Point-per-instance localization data
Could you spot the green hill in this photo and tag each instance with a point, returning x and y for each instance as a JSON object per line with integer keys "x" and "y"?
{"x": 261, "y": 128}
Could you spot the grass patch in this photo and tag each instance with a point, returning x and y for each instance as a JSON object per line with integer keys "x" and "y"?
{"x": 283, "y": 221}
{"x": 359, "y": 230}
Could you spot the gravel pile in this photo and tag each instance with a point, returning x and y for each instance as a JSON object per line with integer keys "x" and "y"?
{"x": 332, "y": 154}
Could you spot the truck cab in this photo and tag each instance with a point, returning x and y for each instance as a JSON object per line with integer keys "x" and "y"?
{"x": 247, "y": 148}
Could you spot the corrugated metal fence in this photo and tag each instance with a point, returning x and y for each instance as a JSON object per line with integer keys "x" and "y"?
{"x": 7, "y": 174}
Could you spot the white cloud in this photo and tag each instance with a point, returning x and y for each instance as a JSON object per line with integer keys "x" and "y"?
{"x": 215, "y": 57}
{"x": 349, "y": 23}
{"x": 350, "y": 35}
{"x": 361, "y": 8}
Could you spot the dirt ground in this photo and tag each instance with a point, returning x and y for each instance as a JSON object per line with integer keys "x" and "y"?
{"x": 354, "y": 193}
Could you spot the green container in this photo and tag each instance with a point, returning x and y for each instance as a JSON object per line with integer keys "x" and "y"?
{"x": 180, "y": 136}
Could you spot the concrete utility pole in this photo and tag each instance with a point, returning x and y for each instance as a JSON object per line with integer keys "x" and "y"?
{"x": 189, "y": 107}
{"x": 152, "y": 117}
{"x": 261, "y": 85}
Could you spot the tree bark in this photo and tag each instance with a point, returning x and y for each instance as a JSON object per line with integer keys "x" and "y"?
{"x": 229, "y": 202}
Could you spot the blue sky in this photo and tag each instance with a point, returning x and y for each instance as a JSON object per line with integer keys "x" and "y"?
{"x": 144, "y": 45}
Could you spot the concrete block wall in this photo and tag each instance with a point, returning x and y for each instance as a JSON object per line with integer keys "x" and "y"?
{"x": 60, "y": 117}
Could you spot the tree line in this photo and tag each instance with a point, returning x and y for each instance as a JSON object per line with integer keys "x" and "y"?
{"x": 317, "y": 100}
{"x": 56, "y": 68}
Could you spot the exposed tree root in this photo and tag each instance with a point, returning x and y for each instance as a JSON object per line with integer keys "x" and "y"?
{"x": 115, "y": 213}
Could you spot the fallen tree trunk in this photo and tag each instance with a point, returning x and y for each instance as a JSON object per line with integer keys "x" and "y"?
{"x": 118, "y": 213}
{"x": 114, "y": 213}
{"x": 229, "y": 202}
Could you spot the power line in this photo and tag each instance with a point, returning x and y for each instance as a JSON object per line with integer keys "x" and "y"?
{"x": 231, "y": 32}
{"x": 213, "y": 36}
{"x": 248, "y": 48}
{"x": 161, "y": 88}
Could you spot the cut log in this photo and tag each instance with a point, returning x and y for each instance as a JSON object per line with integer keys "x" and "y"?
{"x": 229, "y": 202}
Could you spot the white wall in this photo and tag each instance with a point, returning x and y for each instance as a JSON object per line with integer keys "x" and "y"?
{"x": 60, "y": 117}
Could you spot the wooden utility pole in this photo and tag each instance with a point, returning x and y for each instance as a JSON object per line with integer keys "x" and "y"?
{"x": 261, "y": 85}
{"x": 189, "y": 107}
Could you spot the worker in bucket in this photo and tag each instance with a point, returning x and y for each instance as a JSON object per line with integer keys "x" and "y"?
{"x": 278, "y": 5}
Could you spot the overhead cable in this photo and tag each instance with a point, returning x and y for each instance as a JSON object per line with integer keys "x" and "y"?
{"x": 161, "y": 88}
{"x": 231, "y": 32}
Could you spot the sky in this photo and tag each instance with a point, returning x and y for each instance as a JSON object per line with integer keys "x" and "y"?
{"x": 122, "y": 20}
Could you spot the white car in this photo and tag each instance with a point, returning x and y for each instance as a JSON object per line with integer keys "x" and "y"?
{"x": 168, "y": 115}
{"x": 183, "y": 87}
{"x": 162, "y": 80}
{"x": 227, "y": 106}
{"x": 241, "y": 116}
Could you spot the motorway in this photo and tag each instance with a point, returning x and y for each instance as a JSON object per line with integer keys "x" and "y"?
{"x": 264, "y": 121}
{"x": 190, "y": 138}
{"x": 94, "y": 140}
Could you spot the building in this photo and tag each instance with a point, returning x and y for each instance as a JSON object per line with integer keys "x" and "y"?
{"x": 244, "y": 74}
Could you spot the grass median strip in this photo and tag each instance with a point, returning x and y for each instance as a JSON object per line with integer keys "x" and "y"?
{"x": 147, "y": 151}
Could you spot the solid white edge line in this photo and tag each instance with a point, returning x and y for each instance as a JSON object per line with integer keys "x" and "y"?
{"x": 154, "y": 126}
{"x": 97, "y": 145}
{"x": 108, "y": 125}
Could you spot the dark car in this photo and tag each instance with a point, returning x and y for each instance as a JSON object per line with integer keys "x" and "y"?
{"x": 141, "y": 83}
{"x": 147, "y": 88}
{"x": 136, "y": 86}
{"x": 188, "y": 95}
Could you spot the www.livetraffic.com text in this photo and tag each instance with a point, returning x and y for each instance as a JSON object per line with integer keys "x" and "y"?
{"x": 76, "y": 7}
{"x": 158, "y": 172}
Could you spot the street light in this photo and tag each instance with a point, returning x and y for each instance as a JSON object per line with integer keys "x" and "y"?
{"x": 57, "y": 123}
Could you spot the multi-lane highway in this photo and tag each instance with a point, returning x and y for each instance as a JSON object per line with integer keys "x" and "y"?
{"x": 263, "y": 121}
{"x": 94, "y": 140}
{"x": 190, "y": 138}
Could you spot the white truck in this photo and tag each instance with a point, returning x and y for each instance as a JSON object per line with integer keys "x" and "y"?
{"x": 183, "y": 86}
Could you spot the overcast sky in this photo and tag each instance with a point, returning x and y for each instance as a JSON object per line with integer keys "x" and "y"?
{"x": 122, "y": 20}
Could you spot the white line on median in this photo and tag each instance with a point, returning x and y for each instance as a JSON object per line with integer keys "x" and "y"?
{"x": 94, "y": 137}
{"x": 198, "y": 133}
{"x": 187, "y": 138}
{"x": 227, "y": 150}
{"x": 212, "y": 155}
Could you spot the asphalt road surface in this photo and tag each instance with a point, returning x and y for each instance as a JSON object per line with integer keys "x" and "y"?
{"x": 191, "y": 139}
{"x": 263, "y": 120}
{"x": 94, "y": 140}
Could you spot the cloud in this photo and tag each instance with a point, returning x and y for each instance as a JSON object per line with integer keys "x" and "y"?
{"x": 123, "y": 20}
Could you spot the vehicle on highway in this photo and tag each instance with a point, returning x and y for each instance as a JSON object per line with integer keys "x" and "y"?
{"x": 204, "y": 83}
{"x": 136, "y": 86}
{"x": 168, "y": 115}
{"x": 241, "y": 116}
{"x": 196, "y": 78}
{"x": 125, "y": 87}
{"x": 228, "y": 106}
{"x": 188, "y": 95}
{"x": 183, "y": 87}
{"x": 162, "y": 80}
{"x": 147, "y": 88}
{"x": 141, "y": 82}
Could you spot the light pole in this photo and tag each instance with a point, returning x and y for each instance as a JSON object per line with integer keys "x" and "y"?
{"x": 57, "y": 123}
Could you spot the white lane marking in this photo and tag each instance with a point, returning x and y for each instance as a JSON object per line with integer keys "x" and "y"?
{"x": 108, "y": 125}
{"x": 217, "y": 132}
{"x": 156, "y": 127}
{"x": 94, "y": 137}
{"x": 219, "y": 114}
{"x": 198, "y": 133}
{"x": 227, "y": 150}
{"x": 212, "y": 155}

▶ Action item: Copy out the records above without altering anything.

▶ Result of this task:
Could you spot the green hill in this photo and tag each instance with a point, returning x and y for each instance as a JSON object per line with integer keys "x" and "y"?
{"x": 261, "y": 128}
Could you spot the grass patch in this photo and tag each instance with a point, returning x and y for each instance as a JSON object per line with integer keys "x" and "y"?
{"x": 283, "y": 221}
{"x": 359, "y": 230}
Could you spot the gravel pile in this photo and tag each instance with a point, returning x and y for each instance as a JSON object per line with integer keys "x" and "y"?
{"x": 332, "y": 154}
Could you spot the truck cab in this photo and tag each instance with a point, returning x and y for each instance as a JSON object per line with integer keys "x" and "y"?
{"x": 247, "y": 148}
Could you spot the corrugated metal fence in this photo and tag each instance with a point, returning x and y for each instance as a JSON object per line with integer keys "x" and "y"?
{"x": 7, "y": 174}
Could you spot the white cloud in this photo and tag each instance with a point, returning x and y for each instance as a JSON object per line with integer keys "x" and "y"?
{"x": 215, "y": 57}
{"x": 349, "y": 23}
{"x": 350, "y": 35}
{"x": 361, "y": 8}
Could you spot the dirt ground in this photo and tag each instance with a point, returning x and y for each instance as a JSON object per line with integer keys "x" and "y"?
{"x": 354, "y": 193}
Could you spot the green container in this photo and tag each instance with a point, returning x and y for each instance as a JSON object per line with integer keys "x" and "y"?
{"x": 180, "y": 136}
Could you spot the concrete utility pole in this photo and tag each instance with a point, returning x and y for each instance as a JSON object per line with integer keys "x" and "y"?
{"x": 189, "y": 107}
{"x": 152, "y": 117}
{"x": 261, "y": 85}
Could you spot the tree bark in this photo and tag each instance with a point, returning x and y for each instance as a JSON object per line with integer keys "x" and "y"?
{"x": 229, "y": 202}
Could you spot the blue sky in this photo and tag each instance with a point, returning x and y for each instance as a JSON object per line with integer keys "x" and "y"?
{"x": 144, "y": 45}
Could you spot the concrete block wall in this photo and tag each instance with a point, returning x and y for each instance as a JSON object per line with integer keys "x" and "y"?
{"x": 60, "y": 117}
Could you spot the tree line in this photo and tag each instance with a point, returning x and y for each instance as a JSON object per line with integer keys "x" and "y"?
{"x": 317, "y": 100}
{"x": 56, "y": 68}
Could you spot the exposed tree root in this photo and tag each instance with a point, returning x and y for each instance as a JSON object per line with integer keys "x" and "y"?
{"x": 115, "y": 213}
Could you spot the fallen tree trunk in this photo and tag each instance with a point, returning x and y for each instance as a JSON object per line with integer keys "x" and "y"?
{"x": 118, "y": 213}
{"x": 114, "y": 213}
{"x": 229, "y": 202}
Could you spot the power line in this photo and tag each instance with a point, returning x and y for each instance as a JSON object per line with integer keys "x" and "y"?
{"x": 231, "y": 32}
{"x": 213, "y": 36}
{"x": 248, "y": 48}
{"x": 161, "y": 88}
Could you spot the cut log in this photo and tag each instance with a point, returning x and y for each instance as a JSON object per line with integer keys "x" and "y"?
{"x": 229, "y": 202}
Could you spot the white wall in this photo and tag each instance with a point, returning x and y for each instance as a JSON object per line with integer keys "x" and "y"?
{"x": 60, "y": 117}
Could you spot the wooden utility pole in this photo and tag each instance with a point, returning x and y for each instance as a JSON object per line with integer keys "x" and "y"?
{"x": 261, "y": 85}
{"x": 189, "y": 107}
Could you spot the worker in bucket in this photo and tag each instance with a point, returning x and y for each instance as a JSON object per line with integer keys "x" and "y"?
{"x": 278, "y": 5}
Could you spot the overhead cable in this photo and tag each instance with a point, returning x and y for each instance as a JSON object per line with integer keys "x" and "y"?
{"x": 161, "y": 88}
{"x": 231, "y": 32}
Could you spot the sky in this photo and tag each instance with a point, returning x and y for each instance as a JSON object per line with integer keys "x" and "y"?
{"x": 122, "y": 20}
Could you spot the white car in this photo and tag each instance with a point, returning x and y for each instance as a JSON object per line with integer keys "x" and "y"?
{"x": 168, "y": 115}
{"x": 183, "y": 87}
{"x": 162, "y": 80}
{"x": 227, "y": 106}
{"x": 241, "y": 116}
Could you spot the motorway in this photo and tag each instance with a point, returning x and y for each instance as a JSON object per line with integer keys "x" and "y"?
{"x": 264, "y": 121}
{"x": 190, "y": 138}
{"x": 94, "y": 140}
Could you spot the building in this photo and tag each instance with a point, returning x and y for each instance as a JSON object per line with integer keys "x" and "y"?
{"x": 244, "y": 74}
Could you spot the grass median strip in this photo and tag each instance with a point, returning x and y for each instance as a JSON object per line with integer keys "x" and "y"?
{"x": 147, "y": 151}
Could you spot the solid white edge line in this photo and tag each instance with a point, returning x and y for each instance as a JSON object per line with integer keys "x" and "y"?
{"x": 154, "y": 126}
{"x": 97, "y": 145}
{"x": 108, "y": 125}
Could you spot the dark car in this photo and tag each instance with a point, returning x and y for each instance as a JSON object per line with integer keys "x" and "y"?
{"x": 141, "y": 83}
{"x": 147, "y": 88}
{"x": 136, "y": 86}
{"x": 188, "y": 95}
Could you spot the www.livetraffic.com text in this photo and tag each instance with a point, returning x and y for each instance as a JSON object per line with integer keys "x" and "y"?
{"x": 76, "y": 7}
{"x": 158, "y": 172}
Could you spot the street light in this photo and tag each instance with a point, returning x and y for each instance as a JSON object per line with integer keys "x" and "y"?
{"x": 57, "y": 123}
Could you spot the multi-lane highway in this photo and tag each instance with a point, returning x and y for each instance as a JSON object per line with integer keys "x" and "y"?
{"x": 263, "y": 121}
{"x": 94, "y": 140}
{"x": 190, "y": 138}
Could you spot the white truck in this photo and tag each instance with a point, returning x and y for each instance as a JSON object per line with integer keys "x" and "y"?
{"x": 183, "y": 86}
Could you spot the overcast sky in this photo and tag each instance with a point, returning x and y for each instance as a JSON object per line with integer keys "x" and "y"?
{"x": 122, "y": 20}
Could you spot the white line on median in this photo and tag each instance with a point, returning x and y for each instance as a JSON object per line with integer keys "x" and "y"?
{"x": 94, "y": 137}
{"x": 198, "y": 133}
{"x": 187, "y": 138}
{"x": 227, "y": 150}
{"x": 212, "y": 155}
Could you spot the asphalt road surface in this photo and tag each instance with a point, returning x and y for each instance as a JSON object per line with integer keys "x" and "y"?
{"x": 191, "y": 139}
{"x": 263, "y": 120}
{"x": 94, "y": 140}
Could you spot the cloud in this photo and tag each instance with a point, returning x and y for each instance as a JSON object per line with integer keys "x" and "y"?
{"x": 123, "y": 20}
Could you spot the vehicle on highway in this photo and tag each instance with a point, returning x and y for each instance as a JSON object per line with integer keys "x" and "y"?
{"x": 204, "y": 83}
{"x": 136, "y": 86}
{"x": 168, "y": 115}
{"x": 241, "y": 116}
{"x": 196, "y": 78}
{"x": 125, "y": 87}
{"x": 228, "y": 106}
{"x": 188, "y": 95}
{"x": 183, "y": 87}
{"x": 162, "y": 80}
{"x": 147, "y": 88}
{"x": 141, "y": 82}
Could you spot the light pole in this photo and tag each instance with a point, returning x and y for each instance as a JSON object per line with integer keys "x" and "y"?
{"x": 57, "y": 123}
Could you spot the white lane marking in this photo and tag each instance with a point, returning x and y for each instance as a JSON object per line with integer keys "x" and "y"?
{"x": 108, "y": 125}
{"x": 217, "y": 132}
{"x": 156, "y": 127}
{"x": 94, "y": 137}
{"x": 219, "y": 114}
{"x": 198, "y": 133}
{"x": 227, "y": 150}
{"x": 212, "y": 155}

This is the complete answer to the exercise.